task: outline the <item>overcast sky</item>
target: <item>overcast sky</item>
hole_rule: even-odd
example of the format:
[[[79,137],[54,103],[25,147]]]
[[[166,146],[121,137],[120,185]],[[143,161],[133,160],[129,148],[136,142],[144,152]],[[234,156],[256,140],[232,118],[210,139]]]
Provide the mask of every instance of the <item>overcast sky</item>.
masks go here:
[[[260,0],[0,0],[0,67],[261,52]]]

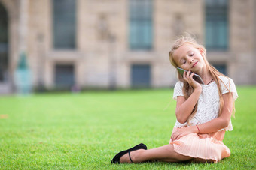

> _To be done_
Extract every line of the material that contains the word "overcast", matching case exactly.

> _Response to this exercise_
task: outline the <item>overcast sky</item>
target: <item>overcast sky</item>
Provide the mask of every instance of the <item>overcast sky</item>.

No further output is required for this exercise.